======== Blocco di testo

Carolina racconta l’esperienza della sua familiarità con Cristo in occasione del ricovero della figlia nell’unità di terapia intensiva, e di come sia rimasta sorpresa quando, davanti alle difficoltà negli esami clinici della figlia, si è trovata a provare una sensazione di instabilità e di dubbio. Carrón spiega che questa circostanza è un’occasione stupenda per chiedersi: la mia coerenza dipende da ciò che posso fare io, o da Lui? «Noi vogliamo porre la nostra sicurezza in quello che facciamo, mentre la nostra sicurezza è in Lui: la sicurezza è che Cristo è con te anche quando non puoi fare quello che desideri». Un percorso pieno di alti e bassi, come ha scritto sant’Agostino, continua Carrón: «La maturità non significa non cadere, è verificare che Cristo non è sconfitto con le nostre sconfitte. Quando hai questa paura, la sensazione di non farcela è un’occasione per guardare Cristo, fa crescere la tua certezza della Sua presenza. La certezza non è in noi, ma in ciò che guardiamo, e questo possiamo farlo quando siamo fragili».

================
======== Materiale estratto

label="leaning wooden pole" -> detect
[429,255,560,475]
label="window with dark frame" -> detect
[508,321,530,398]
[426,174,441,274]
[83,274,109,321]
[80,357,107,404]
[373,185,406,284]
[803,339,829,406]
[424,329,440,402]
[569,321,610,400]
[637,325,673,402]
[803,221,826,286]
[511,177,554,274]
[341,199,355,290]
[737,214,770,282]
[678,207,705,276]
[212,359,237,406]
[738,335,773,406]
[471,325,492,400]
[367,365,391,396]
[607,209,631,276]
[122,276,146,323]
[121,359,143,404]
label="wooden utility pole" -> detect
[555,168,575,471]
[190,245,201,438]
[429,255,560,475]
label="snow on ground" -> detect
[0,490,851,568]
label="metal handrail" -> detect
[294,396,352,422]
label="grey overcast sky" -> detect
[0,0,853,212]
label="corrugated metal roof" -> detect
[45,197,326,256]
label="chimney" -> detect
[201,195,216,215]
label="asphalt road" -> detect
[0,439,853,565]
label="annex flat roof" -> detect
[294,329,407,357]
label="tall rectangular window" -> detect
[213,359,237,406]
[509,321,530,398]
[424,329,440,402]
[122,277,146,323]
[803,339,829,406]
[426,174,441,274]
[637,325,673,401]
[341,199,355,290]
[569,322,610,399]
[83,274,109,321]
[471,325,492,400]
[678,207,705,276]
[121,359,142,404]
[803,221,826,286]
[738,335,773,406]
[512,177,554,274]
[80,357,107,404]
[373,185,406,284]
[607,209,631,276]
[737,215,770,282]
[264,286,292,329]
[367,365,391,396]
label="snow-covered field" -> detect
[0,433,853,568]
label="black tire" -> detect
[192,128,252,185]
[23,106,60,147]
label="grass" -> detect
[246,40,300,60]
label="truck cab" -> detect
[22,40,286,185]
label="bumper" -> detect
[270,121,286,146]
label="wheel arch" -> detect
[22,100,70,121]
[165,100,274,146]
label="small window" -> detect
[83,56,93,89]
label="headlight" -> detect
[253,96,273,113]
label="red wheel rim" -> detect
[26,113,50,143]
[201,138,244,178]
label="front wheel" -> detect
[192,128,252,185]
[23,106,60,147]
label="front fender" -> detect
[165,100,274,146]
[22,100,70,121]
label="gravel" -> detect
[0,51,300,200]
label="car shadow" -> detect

================

■ **Compito da svolgere**
Scrivi il seguito del brano sulla testimonianza di Carolina, riprendendo subito dopo la sua ultima frase.

■ **Risultato dell'esercizio**
Otoney lavora come avvocato dell’Arcidiocesi di Salvador e racconta che per i suoi cinquant’anni è stata organizzata una festa in cui ha voluto ringraziare per tutto quello che ha ricevuto con la sua conversione avvenuta ventisei anni fa. E con essa la possibilità di frequentare e servire persone dal carisma molto diverso e, allo stesso tempo, di avere chiaro il luogo a cui appartiene. Una festa organizzata grazie all’insistenza dei suoi collaboratori, che si sono dati molto da fare. Carrón osserva quanto sia meraviglioso il percorso di personalizzazione della fede in qualsiasi situazione ci si trovi. Chi ci circonda riconosce se qualcosa accade in noi. «Questa è la natura del carisma dato da Dio: è una grazia per la persona e per il bene di tutti». Fino a che punto Dio ringiovanisce la sua Chiesa attraverso il dono che ci dà, sia dentro sia fuori di essa.

Infine, Cleuza racconta come si è sentita abbracciata nell’incontro con il movimento e come, silenziosamente, questo abbia a poco a poco cambiato la sua vita e la vita di molte persone: «Il vero lavoro è quello che genera persone, come è successo nei quartieri dell’Associazione dei Lavoratori Senza Terra di San Paolo in cui, secondo la Polizia militare, oggi il livello di violenza è molto diminuito». Carrón spiega che il nostro modo per contribuire è lo stesso, all’interno o fuori della Chiesa, e può essere riconosciuto da tutti: «La violenza è vinta solo dall’amore, e questo processo inizia quando ognuno di noi si sente amato». E l’inizio del cambiamento non si limita alla persona ma, come nel caso di Cleuza, è arrivato nei quartieri portato dall’Associazione. «Il nostro contributo al bene di tutti è seguire, dare spazio a ciò che Cristo fa in noi. Il bene comune non è qualcosa che viene imposto o programmato, ma qualcosa che nasce dalla esperienza di ognuno e, nella misura in cui viene vissuto dagli altri, a poco a poco viene riconosciuto come un bene per tutti».